## Required action:
Every entry should appear in your answer exactly as it does here.

## Stored items from a collection:

-=-=-

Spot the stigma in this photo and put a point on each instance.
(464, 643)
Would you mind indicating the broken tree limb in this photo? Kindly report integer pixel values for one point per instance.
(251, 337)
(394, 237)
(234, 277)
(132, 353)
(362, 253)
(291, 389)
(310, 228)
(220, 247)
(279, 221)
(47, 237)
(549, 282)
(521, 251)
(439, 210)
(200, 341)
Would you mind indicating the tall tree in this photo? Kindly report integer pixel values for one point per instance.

-=-=-

## Your response:
Spot the stigma in this photo and put a point on each instance.
(464, 643)
Would you mind indicating the broken tree limb in this photo? Kindly report integer pixel values for one point per instance.
(251, 337)
(394, 237)
(234, 277)
(132, 353)
(362, 253)
(291, 389)
(310, 228)
(220, 247)
(279, 221)
(47, 237)
(549, 282)
(521, 251)
(439, 210)
(200, 341)
Would you mind indicating the tall tree in this photo? Kindly report integer pixel values for one point per instance.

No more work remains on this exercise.